GIVEN DATA:
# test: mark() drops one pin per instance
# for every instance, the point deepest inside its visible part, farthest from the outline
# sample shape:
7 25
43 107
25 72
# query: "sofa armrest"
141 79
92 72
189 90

WHAT IS BEING ASKED: Render every line of the material above as a Markdown table with the columns "Row" and "Line", numbering the rows in order and leaving out blank lines.

OUTPUT:
| Row | Line |
|---|---|
| 1 | # test: mark() drops one pin per instance |
| 2 | # for every instance, the point deepest inside its visible part, farthest from the outline |
| 3 | # sample shape: |
| 4 | 7 25 |
| 5 | 43 107 |
| 6 | 25 72 |
| 7 | # query: "sofa armrest" |
| 8 | 141 79 |
| 9 | 92 72 |
| 10 | 189 90 |